*** Given text ***

How to calculate this determinant of a $2\times 2$matrix?

Question

This matrix arises from a homework problem which our professor gave.

We need to find the determinant of this matrix.

Does there exist any simple way to find the determinant of this matrix?

$\begin{pmatrix} x-pq-p+3-(q-1)(\frac{x+2-n}{x-n+2-l}) && (1-p)(2+\frac{l}{x-n+2-l})\\ (1-q)(2+\frac{l}{x-n+2-l}) && x-pq-q+3-(p-1)(\frac{x+2-n}{x-n+2-l}) \end{pmatrix}$

Here $n=pq$ and $l=\phi(n)+1$.

Is there any software which can calculate this large determinant?

One of my friends got $x-n+2-l$ as a factor of this determinant.

Is there any simple way to calculate this determinant?

I am stuck.

My try:

$R_1\to R_1-R_2$ gives

$\begin{pmatrix} x-pq-p+q+2 && -x+pq+q-p-2\\ (1-q)(2+\frac{l}{x-n+2-l}) && x-pq-q+3-(p-1)(\frac{x+2-n}{x-n+2-l}) \end{pmatrix}$

Answer 1

In case you want to see my computation, I obtain the following determinant by a direct computation and a further factorisation: $$ \det(A)=\frac{f(p,q,x)}{((2q - 1)p - (q + x))^2}, $$

where

$$ f(p,q,x)=(2p^2q^2 + 2p^2q + 2pq^2 - 3pqx - 14pq - px + 2p - qx + 2q + x^2 + 6x + 4)(2pq - p - q - x)(pq - x - 2) $$ Here I have substituted $n=pq$ and $l=\phi(n)+1=(p-1)(q-1)+1$.

*** Data shown ***

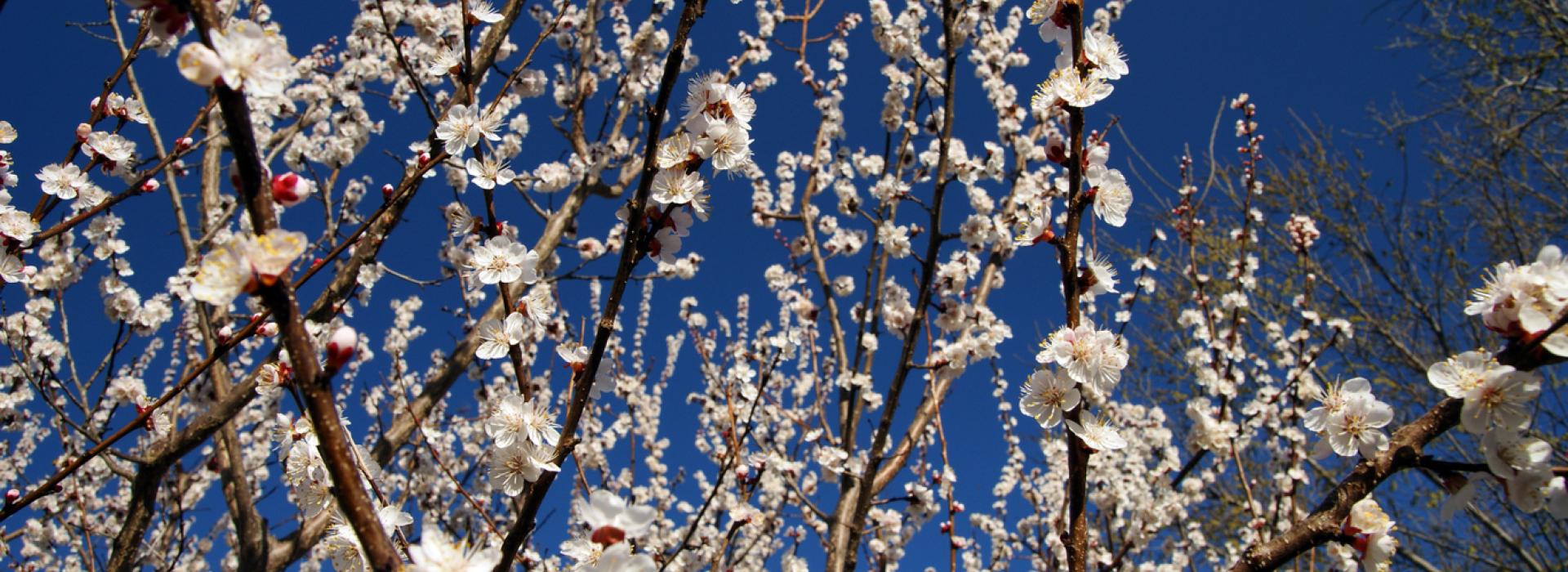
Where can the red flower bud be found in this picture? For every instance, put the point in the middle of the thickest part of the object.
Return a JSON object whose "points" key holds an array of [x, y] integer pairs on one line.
{"points": [[341, 348]]}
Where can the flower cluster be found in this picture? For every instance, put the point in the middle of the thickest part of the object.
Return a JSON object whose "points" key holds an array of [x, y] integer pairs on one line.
{"points": [[243, 57], [717, 129], [243, 264], [612, 522], [504, 261], [1089, 365], [1371, 532], [1498, 406], [1067, 83], [526, 435], [1351, 420], [1523, 302]]}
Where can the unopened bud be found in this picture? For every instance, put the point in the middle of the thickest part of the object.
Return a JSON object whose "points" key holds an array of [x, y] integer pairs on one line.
{"points": [[341, 348], [291, 189]]}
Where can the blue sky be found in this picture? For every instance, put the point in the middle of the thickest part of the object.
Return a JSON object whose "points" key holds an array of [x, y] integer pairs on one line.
{"points": [[1324, 61]]}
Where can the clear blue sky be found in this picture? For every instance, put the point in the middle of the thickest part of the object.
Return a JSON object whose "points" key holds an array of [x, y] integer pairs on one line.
{"points": [[1325, 61]]}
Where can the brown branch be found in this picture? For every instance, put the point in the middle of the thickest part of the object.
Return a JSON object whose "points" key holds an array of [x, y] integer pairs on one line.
{"points": [[853, 505], [630, 252]]}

***

Exercise requirements:
A: Transcribe the part of the determinant thread that begins at the words "We need to find" and stops after the words "this large determinant?".
B: In the determinant thread, what did one of the asker's friends get as a factor of the determinant?
C: Decide whether each statement agrees with the determinant thread. Answer yes or no, and quote the deciding words.
(i) The matrix comes from a homework problem set by the asker's professor.
(ii) In the asker's own attempt, the first step was the row operation $R_1\to R_1+R_2$.
(iii) The person who gave Answer 1 substituted $n=pq$ and $l=\phi(n)+1=(p-1)(q-1)+1$.
Nothing in the listing is needed here.

Solutions to the exercise:
A:
We need to find the determinant of this matrix.

Does there exist any simple way to find the determinant of this matrix?

$\begin{pmatrix} x-pq-p+3-(q-1)(\frac{x+2-n}{x-n+2-l}) && (1-p)(2+\frac{l}{x-n+2-l})\\ (1-q)(2+\frac{l}{x-n+2-l}) && x-pq-q+3-(p-1)(\frac{x+2-n}{x-n+2-l}) \end{pmatrix}$

Here $n=pq$ and $l=\phi(n)+1$.

Is there any software which can calculate this large determinant?

B: $x-n+2-l$

C:
(i) Yes: "This matrix arises from a homework problem which our professor gave."
(ii) No: "$R_1\to R_1-R_2$ gives"
(iii) Yes: "Here I have substituted $n=pq$ and $l=\phi(n)+1=(p-1)(q-1)+1$."